| GIVEN REQUEST |
Rewrite the records below as a Markdown table with the columns "No." and "Line", one line per row and blank lines skipped. Begin at the line that has "Where can you spot the woman's dark" and stop after the line that has "column 491, row 308".

Point annotation records:

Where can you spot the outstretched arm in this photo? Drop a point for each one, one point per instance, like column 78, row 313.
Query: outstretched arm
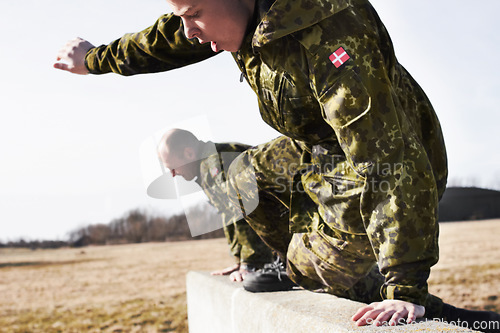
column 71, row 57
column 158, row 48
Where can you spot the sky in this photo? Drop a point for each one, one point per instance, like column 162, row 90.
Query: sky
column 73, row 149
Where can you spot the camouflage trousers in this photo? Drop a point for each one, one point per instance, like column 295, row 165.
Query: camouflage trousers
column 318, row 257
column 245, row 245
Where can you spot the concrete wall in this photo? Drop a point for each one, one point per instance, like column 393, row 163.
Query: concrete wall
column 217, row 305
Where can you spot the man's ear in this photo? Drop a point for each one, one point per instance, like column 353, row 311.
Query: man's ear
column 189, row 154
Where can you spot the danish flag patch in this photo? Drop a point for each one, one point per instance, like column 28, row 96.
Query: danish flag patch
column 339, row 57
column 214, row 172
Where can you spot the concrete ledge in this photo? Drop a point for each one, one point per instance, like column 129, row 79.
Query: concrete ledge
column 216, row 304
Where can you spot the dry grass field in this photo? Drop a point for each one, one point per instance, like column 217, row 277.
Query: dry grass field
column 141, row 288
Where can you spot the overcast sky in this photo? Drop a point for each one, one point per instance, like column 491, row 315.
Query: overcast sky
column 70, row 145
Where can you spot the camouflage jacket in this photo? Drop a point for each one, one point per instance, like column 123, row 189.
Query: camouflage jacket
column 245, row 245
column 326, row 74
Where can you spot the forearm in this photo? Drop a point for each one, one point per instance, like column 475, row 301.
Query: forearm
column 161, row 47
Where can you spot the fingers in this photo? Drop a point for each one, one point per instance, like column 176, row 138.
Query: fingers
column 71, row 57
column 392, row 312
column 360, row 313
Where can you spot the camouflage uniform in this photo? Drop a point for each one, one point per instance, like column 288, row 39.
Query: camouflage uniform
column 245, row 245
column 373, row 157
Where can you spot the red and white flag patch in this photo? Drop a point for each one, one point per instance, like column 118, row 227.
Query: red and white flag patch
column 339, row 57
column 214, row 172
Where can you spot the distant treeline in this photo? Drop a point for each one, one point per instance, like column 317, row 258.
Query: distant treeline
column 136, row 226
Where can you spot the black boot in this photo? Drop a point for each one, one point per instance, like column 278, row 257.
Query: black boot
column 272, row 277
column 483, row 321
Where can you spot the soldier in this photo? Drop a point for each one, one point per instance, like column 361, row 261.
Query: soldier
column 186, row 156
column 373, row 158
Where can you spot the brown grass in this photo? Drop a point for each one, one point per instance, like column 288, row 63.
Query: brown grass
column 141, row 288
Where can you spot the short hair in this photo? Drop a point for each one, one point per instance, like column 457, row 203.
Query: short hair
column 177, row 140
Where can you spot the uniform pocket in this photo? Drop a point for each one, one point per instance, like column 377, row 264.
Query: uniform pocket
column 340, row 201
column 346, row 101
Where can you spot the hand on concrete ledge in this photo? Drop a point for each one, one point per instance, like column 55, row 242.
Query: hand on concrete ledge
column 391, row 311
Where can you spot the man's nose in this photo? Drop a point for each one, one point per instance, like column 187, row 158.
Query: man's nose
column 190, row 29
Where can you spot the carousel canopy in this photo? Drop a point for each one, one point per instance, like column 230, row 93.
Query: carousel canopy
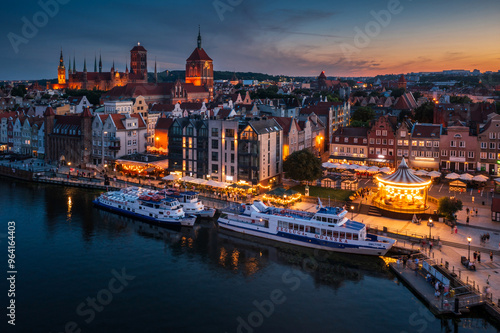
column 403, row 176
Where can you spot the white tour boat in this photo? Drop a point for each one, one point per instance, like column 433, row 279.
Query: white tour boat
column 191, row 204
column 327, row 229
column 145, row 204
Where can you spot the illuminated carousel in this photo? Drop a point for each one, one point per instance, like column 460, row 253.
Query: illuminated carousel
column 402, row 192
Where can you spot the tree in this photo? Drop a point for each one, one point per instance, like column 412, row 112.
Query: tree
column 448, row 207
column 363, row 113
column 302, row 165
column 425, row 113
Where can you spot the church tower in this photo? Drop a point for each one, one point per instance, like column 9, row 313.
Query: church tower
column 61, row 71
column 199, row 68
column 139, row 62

--

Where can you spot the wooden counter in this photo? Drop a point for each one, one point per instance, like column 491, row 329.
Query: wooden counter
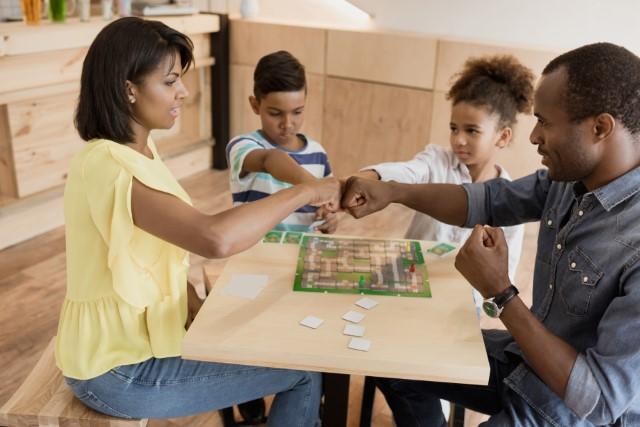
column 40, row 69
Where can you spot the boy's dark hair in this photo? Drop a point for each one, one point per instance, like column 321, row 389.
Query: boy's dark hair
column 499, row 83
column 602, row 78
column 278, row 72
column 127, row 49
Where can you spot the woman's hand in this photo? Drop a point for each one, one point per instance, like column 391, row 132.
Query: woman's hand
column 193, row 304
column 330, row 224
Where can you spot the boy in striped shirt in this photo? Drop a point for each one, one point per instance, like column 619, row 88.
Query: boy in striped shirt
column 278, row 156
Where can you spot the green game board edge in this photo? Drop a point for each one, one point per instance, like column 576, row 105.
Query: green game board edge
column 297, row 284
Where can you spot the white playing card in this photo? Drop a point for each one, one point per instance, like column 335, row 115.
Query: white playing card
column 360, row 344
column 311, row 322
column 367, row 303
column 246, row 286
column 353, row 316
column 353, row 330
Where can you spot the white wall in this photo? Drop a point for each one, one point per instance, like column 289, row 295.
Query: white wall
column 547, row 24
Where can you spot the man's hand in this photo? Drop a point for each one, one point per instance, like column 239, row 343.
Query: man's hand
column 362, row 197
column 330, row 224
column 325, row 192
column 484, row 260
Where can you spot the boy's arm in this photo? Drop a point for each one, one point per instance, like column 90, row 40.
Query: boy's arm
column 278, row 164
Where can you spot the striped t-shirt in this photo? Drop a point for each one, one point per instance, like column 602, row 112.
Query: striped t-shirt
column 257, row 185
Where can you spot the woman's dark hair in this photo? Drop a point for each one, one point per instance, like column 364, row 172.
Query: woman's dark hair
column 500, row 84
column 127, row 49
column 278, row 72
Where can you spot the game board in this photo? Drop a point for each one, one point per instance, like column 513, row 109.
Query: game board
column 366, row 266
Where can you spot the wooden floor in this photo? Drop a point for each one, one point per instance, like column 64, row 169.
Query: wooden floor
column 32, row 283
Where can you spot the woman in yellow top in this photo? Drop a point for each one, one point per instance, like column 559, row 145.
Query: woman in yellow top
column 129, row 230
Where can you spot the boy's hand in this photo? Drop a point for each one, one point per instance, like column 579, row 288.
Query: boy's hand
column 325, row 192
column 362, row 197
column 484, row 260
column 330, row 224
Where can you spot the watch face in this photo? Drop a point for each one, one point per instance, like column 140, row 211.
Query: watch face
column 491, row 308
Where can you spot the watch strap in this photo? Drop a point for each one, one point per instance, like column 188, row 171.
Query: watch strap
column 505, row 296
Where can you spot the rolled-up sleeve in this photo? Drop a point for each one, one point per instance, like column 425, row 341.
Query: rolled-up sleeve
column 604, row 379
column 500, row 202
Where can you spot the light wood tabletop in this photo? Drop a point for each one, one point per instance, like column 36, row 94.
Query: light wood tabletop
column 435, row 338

| FINAL RESULT |
| No. | Line |
|---|---|
| 1 | Where can you spot the woman's dark hair in this photo? Drop a point for each one, one point per instance, like column 364, row 172. |
| 2 | Query: woman's dark hair |
| 3 | column 500, row 84 |
| 4 | column 127, row 49 |
| 5 | column 278, row 72 |
| 6 | Where can you spot the game board in this photo? Drop a point for each one, one point per instance, like column 513, row 109. |
| 7 | Query: game board |
| 8 | column 366, row 266 |
| 9 | Where can you spot the wooden floor in this photo? Drop a point for each one, one point per instance, like column 64, row 169. |
| 10 | Query: wooden floor |
| 11 | column 32, row 283 |
| 12 | Where can you spot the woman in yellow top in this photo? Drop a point for each one, one point per instance, like column 559, row 145. |
| 13 | Query: woman in yellow top |
| 14 | column 129, row 230 |
| 15 | Where can you spot the boy's hand in this photo? Drop a point for each one, one point per instance, like column 579, row 288. |
| 16 | Query: boy's hand |
| 17 | column 325, row 192 |
| 18 | column 362, row 197 |
| 19 | column 484, row 260 |
| 20 | column 330, row 224 |
| 21 | Where can you spot the watch face in this photo? Drop a point for each one, one point per instance, like column 140, row 211. |
| 22 | Query: watch face |
| 23 | column 491, row 308 |